-------- DATASET ENTRIES

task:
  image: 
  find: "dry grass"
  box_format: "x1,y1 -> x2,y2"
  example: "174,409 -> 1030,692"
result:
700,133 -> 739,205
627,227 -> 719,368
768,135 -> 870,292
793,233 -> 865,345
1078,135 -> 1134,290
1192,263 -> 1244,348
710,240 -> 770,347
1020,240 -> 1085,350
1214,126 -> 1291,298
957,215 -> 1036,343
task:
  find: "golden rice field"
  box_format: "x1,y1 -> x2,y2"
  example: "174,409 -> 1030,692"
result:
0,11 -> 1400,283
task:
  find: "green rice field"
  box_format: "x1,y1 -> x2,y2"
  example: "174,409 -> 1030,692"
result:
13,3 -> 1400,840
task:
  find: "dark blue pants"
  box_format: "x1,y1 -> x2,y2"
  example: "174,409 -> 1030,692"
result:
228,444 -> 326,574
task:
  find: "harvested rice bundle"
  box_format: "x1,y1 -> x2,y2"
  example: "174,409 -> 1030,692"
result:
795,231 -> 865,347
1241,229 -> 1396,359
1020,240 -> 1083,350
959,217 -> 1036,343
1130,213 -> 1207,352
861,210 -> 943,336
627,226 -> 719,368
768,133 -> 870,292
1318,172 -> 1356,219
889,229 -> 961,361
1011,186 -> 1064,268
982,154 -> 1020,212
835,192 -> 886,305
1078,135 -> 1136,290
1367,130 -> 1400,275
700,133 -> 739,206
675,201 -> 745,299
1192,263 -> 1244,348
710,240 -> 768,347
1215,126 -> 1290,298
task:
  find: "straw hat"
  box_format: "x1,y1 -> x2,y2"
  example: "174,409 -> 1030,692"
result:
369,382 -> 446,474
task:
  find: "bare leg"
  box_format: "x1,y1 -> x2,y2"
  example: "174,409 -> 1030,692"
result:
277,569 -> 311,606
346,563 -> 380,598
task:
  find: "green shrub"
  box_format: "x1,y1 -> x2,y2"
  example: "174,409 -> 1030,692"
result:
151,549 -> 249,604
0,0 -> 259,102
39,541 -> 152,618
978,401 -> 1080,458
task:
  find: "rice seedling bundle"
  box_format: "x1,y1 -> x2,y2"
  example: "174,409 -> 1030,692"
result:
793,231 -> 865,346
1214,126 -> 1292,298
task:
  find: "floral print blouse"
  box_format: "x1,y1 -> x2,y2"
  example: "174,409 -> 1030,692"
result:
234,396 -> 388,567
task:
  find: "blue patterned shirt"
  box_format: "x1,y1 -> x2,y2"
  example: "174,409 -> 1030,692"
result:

----------------

> [THE TASK]: Convert every line of the records above into a Markdown table with the columns No. and Line, numbering the rows in order and omitting blank lines.

> [TASK RESULT]:
| No. | Line |
|---|---|
| 1 | task: |
| 2 |   image:  |
| 3 |   find: "dry grass" |
| 4 |   box_format: "x1,y1 -> x2,y2" |
| 5 |   example: "174,409 -> 1030,692" |
| 6 | result: |
| 7 | 700,133 -> 739,205 |
| 8 | 627,227 -> 719,368 |
| 9 | 768,135 -> 870,292 |
| 10 | 793,233 -> 865,345 |
| 11 | 1078,135 -> 1134,290 |
| 12 | 1192,263 -> 1244,348 |
| 13 | 710,240 -> 770,347 |
| 14 | 1020,240 -> 1085,350 |
| 15 | 1214,126 -> 1291,298 |
| 16 | 957,215 -> 1036,343 |
| 17 | task: |
| 18 |   find: "golden rice field" |
| 19 |   box_format: "x1,y1 -> x2,y2" |
| 20 |   example: "174,409 -> 1030,692" |
| 21 | result: |
| 22 | 0,11 -> 1400,283 |
| 23 | task: |
| 24 |   find: "green rice field" |
| 25 |   box_format: "x1,y1 -> x2,y2" |
| 26 |   example: "174,409 -> 1030,692" |
| 27 | result: |
| 28 | 13,3 -> 1400,840 |
| 29 | task: |
| 30 |   find: "dark blue pants" |
| 31 |   box_format: "x1,y1 -> x2,y2" |
| 32 |   example: "174,409 -> 1030,692" |
| 33 | result: |
| 34 | 228,444 -> 326,574 |
| 35 | task: |
| 36 |   find: "harvested rice bundle" |
| 37 |   box_format: "x1,y1 -> x2,y2" |
| 38 |   example: "174,409 -> 1030,692" |
| 39 | result: |
| 40 | 795,231 -> 865,347 |
| 41 | 1241,229 -> 1396,359 |
| 42 | 1020,240 -> 1083,350 |
| 43 | 959,217 -> 1036,343 |
| 44 | 1130,213 -> 1207,352 |
| 45 | 861,210 -> 943,336 |
| 46 | 627,226 -> 719,368 |
| 47 | 768,133 -> 870,292 |
| 48 | 1318,172 -> 1356,219 |
| 49 | 889,229 -> 961,361 |
| 50 | 1011,186 -> 1064,268 |
| 51 | 982,154 -> 1020,212 |
| 52 | 835,192 -> 886,305 |
| 53 | 1078,135 -> 1136,290 |
| 54 | 1367,130 -> 1400,275 |
| 55 | 700,133 -> 739,206 |
| 56 | 675,201 -> 745,299 |
| 57 | 1192,263 -> 1244,348 |
| 58 | 710,240 -> 768,347 |
| 59 | 1215,126 -> 1290,298 |
| 60 | task: |
| 61 |   find: "straw hat" |
| 62 |   box_format: "x1,y1 -> x2,y2" |
| 63 |   example: "174,409 -> 1030,692" |
| 64 | result: |
| 65 | 369,382 -> 446,474 |
| 66 | task: |
| 67 |   find: "bare leg" |
| 68 |   box_format: "x1,y1 -> x2,y2" |
| 69 |   example: "174,409 -> 1030,692" |
| 70 | result: |
| 71 | 277,569 -> 311,606 |
| 72 | 346,563 -> 380,598 |
| 73 | task: |
| 74 |   find: "green shrub" |
| 75 |   box_format: "x1,y1 -> x2,y2" |
| 76 |   example: "174,409 -> 1030,692" |
| 77 | result: |
| 78 | 151,549 -> 249,604 |
| 79 | 0,0 -> 259,102 |
| 80 | 39,541 -> 152,618 |
| 81 | 978,401 -> 1080,458 |
| 82 | task: |
| 83 |   find: "rice seedling bundle" |
| 84 |   box_format: "x1,y1 -> x2,y2" |
| 85 |   example: "174,409 -> 1030,692" |
| 86 | result: |
| 87 | 793,231 -> 865,346 |
| 88 | 1214,126 -> 1292,298 |
| 89 | task: |
| 90 |   find: "floral print blouse" |
| 91 |   box_format: "x1,y1 -> x2,y2" |
| 92 |   example: "174,409 -> 1030,692" |
| 93 | result: |
| 94 | 234,396 -> 388,567 |
| 95 | task: |
| 96 |   find: "blue patterned shirt" |
| 97 |   box_format: "x1,y1 -> x2,y2" |
| 98 |   example: "174,409 -> 1030,692" |
| 99 | result: |